* What needs to be done: Could you write out the records again, starting at the line that contains "Can you find the glass" and ending at the last line of the records, swapping "marker" for "pin" and changing nothing else?

* Exercise data:
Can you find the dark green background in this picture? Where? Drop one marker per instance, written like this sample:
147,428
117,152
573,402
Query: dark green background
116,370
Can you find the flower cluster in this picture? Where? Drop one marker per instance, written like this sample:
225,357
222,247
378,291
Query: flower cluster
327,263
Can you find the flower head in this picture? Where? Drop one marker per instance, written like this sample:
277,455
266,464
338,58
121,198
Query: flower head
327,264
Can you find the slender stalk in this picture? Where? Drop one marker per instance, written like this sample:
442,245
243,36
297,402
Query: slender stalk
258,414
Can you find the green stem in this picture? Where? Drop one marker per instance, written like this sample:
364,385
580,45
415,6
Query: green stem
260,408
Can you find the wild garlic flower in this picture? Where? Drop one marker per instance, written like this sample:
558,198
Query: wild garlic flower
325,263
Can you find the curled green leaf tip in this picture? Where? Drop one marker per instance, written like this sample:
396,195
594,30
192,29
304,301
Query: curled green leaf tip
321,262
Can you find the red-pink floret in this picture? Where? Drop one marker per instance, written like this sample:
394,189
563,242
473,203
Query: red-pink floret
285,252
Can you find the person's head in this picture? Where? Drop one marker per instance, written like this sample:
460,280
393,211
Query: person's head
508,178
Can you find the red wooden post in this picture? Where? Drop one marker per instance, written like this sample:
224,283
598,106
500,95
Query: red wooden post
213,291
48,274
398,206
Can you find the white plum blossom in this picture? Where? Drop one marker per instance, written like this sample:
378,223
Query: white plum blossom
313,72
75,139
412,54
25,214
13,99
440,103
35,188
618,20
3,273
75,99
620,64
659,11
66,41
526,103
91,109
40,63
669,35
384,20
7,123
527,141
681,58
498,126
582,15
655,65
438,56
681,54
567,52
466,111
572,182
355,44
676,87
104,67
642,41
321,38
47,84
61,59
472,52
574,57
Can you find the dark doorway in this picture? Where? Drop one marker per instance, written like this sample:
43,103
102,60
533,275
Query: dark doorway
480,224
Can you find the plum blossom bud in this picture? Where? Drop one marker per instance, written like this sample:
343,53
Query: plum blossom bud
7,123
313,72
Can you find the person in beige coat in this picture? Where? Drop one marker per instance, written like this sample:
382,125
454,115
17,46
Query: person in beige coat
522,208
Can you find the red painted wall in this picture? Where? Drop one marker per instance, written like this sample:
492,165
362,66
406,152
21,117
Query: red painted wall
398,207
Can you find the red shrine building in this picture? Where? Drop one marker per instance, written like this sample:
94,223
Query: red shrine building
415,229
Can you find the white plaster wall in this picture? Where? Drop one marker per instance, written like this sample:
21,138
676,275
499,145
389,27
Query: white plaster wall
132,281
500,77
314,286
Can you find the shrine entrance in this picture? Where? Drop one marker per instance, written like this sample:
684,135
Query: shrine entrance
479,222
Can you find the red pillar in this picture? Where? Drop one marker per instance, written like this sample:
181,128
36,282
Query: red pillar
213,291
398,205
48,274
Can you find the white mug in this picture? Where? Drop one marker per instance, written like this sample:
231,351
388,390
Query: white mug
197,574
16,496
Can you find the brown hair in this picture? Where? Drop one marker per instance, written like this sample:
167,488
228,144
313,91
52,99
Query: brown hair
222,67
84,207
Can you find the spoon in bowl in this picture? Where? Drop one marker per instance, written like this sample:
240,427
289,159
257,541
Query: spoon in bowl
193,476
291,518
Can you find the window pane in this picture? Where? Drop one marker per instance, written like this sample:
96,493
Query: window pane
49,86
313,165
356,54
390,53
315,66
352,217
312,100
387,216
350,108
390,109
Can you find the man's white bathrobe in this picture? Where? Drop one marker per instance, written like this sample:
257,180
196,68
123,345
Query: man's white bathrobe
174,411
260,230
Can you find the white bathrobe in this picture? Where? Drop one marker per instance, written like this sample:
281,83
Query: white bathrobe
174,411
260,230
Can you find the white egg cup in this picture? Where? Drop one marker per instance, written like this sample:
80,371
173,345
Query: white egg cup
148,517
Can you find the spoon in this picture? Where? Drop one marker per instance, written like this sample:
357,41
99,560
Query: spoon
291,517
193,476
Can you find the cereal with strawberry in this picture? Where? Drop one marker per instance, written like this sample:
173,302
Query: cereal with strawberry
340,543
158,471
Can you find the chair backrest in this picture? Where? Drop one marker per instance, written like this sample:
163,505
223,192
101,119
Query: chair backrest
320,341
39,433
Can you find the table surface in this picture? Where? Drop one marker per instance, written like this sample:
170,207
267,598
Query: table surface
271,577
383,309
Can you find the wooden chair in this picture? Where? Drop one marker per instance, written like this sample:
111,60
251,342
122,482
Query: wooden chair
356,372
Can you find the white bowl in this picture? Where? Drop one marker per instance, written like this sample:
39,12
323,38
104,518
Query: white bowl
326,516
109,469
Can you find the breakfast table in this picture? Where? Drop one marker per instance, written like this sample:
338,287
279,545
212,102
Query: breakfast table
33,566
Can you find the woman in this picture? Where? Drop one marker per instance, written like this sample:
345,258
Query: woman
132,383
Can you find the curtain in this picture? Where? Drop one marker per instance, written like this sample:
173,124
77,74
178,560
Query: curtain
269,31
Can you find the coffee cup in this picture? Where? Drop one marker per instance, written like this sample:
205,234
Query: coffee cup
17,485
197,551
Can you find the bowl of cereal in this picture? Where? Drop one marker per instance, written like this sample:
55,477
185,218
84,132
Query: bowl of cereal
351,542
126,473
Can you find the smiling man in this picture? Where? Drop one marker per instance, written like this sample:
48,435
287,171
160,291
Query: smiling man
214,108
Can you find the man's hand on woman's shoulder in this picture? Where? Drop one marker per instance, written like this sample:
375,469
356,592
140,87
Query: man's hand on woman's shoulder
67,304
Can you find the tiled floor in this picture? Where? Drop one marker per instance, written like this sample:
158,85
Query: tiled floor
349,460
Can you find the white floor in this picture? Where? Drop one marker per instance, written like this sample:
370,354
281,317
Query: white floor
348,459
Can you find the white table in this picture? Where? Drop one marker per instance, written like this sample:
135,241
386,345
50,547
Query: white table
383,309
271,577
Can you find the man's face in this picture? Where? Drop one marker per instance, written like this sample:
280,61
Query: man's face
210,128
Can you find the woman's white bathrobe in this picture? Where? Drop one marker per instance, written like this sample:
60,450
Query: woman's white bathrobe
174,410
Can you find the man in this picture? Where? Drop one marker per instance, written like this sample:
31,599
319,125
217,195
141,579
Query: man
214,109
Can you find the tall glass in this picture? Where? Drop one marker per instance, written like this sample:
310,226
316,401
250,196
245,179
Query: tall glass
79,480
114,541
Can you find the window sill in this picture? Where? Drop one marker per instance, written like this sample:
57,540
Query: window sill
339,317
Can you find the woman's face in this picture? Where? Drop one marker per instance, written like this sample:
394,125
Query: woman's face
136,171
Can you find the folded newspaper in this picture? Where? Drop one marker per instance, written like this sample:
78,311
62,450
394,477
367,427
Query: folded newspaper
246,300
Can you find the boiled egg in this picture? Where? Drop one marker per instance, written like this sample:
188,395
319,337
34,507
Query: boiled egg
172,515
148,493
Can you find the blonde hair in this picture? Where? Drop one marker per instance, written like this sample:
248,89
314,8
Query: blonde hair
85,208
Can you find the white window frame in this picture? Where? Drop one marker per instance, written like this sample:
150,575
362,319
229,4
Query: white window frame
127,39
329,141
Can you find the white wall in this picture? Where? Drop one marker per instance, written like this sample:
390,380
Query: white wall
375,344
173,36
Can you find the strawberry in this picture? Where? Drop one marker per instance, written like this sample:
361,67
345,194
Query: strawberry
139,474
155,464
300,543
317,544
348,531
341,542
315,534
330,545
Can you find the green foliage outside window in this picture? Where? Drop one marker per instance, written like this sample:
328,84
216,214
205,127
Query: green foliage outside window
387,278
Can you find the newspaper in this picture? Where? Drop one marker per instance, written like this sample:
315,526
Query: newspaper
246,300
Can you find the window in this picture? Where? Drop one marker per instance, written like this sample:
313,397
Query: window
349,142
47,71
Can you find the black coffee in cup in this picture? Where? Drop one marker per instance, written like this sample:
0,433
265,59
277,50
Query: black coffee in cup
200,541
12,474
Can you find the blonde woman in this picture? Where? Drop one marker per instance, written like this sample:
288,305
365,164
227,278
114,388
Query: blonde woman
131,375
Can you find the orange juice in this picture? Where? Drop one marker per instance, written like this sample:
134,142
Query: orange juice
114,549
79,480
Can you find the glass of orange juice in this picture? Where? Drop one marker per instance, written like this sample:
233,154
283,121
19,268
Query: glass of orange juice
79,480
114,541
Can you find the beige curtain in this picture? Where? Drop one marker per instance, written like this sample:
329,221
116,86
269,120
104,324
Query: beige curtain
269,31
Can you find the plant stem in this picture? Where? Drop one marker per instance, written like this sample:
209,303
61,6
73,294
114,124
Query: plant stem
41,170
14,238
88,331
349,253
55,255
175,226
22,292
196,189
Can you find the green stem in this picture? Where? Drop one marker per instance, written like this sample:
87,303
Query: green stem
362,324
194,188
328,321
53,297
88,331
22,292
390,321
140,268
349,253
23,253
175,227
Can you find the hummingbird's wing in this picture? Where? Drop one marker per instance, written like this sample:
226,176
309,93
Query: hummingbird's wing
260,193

* Response to this exercise:
Can you find the glass of orange juice in this picture? Where? Drop one pin per instance, written like this sample:
233,154
283,121
19,268
Query: glass of orange juice
79,480
114,541
Can you find the beige curtain in this picture? Where? Drop one pin per instance, written like this sample:
329,221
116,86
269,120
104,324
Query: beige curtain
269,31
Can you find the plant stem in this picture? Where? Drop one pin per instance, written like this sample:
209,303
61,6
73,294
114,124
Query: plant stem
41,170
14,238
88,331
349,253
55,255
175,226
22,292
196,189
Can you find the green stem in this picture? Where? Drop one pin per instance, written like this sample:
87,303
Query: green stem
362,324
194,188
328,321
53,297
88,331
22,292
390,321
140,268
349,253
23,253
175,227
Can you find the hummingbird's wing in this picture? Where? Drop one pin per instance, written like this sample:
226,176
309,93
Query: hummingbird's wing
260,193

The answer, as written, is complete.